TASK INPUTS -
*****
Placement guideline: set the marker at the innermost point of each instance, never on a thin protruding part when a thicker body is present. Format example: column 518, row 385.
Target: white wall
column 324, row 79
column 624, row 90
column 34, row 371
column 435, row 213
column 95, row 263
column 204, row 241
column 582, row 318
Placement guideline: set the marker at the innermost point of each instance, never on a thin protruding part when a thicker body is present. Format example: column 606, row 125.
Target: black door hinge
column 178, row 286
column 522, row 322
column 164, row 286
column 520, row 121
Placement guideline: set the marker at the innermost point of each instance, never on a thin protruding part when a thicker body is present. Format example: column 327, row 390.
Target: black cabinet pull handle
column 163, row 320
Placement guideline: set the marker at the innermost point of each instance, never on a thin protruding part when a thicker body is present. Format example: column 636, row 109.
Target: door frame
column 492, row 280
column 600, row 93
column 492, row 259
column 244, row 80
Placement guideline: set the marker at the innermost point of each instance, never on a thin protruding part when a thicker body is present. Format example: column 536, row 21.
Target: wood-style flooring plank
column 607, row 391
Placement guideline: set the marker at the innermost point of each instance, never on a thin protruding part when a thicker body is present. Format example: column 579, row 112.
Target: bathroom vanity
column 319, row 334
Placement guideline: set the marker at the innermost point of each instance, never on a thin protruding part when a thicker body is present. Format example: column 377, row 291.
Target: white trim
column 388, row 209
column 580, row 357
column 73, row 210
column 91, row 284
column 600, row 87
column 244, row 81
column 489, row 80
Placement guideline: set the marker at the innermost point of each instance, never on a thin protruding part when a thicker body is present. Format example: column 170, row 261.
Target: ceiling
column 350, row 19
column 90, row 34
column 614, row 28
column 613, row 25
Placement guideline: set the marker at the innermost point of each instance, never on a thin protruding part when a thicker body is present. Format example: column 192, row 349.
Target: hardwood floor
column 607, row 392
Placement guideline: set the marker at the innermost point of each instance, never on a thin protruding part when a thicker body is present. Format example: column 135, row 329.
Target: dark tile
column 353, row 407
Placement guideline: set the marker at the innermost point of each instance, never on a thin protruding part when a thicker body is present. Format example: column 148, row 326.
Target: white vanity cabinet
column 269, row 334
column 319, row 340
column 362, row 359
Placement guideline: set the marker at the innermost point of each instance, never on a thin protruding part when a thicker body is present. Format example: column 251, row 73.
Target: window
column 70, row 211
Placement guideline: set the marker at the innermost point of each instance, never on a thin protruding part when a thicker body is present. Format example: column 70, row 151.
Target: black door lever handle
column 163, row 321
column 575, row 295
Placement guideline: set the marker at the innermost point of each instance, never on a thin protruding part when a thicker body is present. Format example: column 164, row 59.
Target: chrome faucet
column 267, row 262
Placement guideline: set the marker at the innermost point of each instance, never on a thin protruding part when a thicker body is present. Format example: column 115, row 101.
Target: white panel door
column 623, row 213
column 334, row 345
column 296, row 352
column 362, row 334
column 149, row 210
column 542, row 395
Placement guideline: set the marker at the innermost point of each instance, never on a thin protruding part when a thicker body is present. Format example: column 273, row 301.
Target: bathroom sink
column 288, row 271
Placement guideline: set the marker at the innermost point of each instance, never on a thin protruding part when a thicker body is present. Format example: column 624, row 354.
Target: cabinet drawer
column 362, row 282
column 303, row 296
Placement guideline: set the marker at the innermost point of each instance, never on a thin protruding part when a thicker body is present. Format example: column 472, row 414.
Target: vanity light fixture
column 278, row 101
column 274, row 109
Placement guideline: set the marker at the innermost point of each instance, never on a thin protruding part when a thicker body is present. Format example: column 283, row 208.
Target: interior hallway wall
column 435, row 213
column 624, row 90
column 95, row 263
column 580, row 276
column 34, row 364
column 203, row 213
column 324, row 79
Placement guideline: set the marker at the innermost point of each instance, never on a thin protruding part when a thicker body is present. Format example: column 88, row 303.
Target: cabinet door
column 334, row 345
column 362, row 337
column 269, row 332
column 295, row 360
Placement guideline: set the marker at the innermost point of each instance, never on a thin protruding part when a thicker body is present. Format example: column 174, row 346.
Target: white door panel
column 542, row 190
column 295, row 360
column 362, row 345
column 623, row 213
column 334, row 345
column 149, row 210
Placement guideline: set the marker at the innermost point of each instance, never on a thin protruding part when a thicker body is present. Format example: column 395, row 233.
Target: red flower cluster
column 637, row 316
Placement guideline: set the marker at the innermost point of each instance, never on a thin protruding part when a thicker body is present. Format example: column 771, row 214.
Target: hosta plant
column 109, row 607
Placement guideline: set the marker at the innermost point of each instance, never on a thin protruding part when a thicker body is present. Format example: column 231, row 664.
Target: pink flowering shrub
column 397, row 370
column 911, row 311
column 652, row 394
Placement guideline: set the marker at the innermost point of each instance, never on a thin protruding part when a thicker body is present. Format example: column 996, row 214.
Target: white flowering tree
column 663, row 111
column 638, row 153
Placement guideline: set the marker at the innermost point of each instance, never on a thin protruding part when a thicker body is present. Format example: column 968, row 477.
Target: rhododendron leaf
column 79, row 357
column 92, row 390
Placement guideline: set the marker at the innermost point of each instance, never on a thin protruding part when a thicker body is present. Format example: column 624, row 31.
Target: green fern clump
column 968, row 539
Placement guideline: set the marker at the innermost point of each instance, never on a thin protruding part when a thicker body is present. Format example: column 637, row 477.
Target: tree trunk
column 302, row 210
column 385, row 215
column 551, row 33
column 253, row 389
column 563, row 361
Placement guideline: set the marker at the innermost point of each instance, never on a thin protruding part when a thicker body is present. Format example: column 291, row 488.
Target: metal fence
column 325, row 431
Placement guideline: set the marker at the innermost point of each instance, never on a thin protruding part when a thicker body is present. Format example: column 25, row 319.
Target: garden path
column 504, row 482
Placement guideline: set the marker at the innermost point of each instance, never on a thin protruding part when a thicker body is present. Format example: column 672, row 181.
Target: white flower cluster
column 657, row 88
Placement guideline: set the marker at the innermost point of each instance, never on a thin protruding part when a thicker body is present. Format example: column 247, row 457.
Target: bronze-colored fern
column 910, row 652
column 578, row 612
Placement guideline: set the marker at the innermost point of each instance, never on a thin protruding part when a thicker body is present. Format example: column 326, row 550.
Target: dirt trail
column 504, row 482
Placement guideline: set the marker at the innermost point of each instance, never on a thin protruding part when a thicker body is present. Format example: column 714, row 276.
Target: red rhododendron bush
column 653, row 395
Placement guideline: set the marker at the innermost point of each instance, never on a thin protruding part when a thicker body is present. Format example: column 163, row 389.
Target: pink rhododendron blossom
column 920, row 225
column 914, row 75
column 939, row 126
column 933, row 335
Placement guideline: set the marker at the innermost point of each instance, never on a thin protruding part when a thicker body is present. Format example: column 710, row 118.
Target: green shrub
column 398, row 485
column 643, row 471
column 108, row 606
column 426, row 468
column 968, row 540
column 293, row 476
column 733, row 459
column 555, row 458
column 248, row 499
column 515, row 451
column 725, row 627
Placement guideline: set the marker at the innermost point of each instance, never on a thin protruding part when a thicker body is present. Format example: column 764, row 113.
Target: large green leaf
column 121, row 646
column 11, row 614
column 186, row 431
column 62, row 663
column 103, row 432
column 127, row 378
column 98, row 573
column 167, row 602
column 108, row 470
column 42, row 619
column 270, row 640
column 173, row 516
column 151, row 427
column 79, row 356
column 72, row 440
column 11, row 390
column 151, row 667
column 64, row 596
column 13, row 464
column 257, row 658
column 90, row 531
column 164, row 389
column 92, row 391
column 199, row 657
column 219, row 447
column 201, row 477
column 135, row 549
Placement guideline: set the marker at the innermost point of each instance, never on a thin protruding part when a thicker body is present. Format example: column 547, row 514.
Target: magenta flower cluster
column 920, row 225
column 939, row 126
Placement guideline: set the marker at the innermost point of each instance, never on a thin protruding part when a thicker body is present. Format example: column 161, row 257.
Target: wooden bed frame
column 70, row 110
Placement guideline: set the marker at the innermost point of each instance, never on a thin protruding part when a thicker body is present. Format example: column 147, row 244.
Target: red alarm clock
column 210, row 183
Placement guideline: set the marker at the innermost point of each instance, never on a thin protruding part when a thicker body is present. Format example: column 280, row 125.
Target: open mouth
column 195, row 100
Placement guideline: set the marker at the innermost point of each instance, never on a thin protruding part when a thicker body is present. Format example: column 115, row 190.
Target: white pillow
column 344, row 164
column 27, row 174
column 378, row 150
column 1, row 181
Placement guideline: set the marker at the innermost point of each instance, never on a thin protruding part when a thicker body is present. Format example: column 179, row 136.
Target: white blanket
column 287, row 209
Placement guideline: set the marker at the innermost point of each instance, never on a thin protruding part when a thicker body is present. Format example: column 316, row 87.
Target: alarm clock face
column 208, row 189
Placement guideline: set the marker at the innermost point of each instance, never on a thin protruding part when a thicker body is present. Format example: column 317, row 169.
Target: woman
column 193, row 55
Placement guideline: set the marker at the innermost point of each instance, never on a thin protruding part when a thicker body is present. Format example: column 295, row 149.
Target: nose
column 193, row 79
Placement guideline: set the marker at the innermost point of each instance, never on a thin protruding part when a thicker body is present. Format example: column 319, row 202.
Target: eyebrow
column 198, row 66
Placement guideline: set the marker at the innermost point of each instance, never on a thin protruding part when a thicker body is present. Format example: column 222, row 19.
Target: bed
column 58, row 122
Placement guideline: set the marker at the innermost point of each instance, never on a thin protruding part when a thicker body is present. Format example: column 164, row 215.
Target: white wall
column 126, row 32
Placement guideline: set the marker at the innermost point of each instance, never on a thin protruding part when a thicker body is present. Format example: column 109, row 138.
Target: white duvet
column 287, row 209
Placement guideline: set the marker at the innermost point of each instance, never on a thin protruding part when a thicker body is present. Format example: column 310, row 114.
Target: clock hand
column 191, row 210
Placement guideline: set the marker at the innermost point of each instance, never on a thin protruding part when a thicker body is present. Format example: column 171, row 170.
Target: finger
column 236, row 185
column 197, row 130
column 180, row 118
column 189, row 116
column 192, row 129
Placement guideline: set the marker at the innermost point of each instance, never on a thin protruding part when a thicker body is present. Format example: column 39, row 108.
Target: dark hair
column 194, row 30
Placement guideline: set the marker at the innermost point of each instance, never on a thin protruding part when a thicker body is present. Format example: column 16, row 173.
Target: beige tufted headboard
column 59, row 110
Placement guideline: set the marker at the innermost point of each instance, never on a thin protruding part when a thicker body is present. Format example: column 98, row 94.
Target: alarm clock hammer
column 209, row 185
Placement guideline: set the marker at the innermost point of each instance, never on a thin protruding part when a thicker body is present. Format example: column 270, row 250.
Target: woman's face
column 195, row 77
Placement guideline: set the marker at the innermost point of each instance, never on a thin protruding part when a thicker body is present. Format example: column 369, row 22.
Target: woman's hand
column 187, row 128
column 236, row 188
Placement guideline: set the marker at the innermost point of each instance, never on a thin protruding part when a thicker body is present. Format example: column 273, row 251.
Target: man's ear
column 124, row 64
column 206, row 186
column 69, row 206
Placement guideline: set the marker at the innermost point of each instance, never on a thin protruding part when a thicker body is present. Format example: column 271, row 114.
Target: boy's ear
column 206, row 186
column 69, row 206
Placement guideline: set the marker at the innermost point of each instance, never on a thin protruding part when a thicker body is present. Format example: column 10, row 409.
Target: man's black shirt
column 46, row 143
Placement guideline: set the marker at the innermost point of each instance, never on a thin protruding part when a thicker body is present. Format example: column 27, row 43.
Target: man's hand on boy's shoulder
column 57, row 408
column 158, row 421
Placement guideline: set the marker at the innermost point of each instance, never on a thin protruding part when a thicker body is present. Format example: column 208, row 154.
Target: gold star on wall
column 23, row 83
*****
TASK DETAILS - Reproduce the records above word for word, from their first line up to and including the line with "column 607, row 391".

OUTPUT OF THE EXERCISE -
Placement guideline: set the marker at the innermost point of each instance, never on a thin protruding part when a thicker body is present. Format example: column 518, row 385.
Target: white wall
column 324, row 79
column 624, row 90
column 34, row 371
column 435, row 213
column 95, row 263
column 204, row 241
column 582, row 318
Placement guideline: set the marker at the innermost point of each instance, never on a thin protruding part when a thicker body is present. Format example: column 606, row 125.
Target: black door hinge
column 178, row 286
column 522, row 322
column 164, row 286
column 520, row 121
Placement guideline: set the marker at the innermost point of each instance, never on a thin protruding part when a thicker body is present. Format example: column 327, row 390.
Target: black cabinet pull handle
column 163, row 320
Placement guideline: set the marker at the innermost point of each instance, never on a thin protruding part when a thicker body is present. Format example: column 636, row 109.
Target: door frame
column 492, row 280
column 600, row 93
column 492, row 259
column 244, row 80
Placement guideline: set the marker at the innermost point of each instance, never on a thin protruding part when a thicker body is present. Format example: column 536, row 21.
Target: wood-style flooring plank
column 607, row 391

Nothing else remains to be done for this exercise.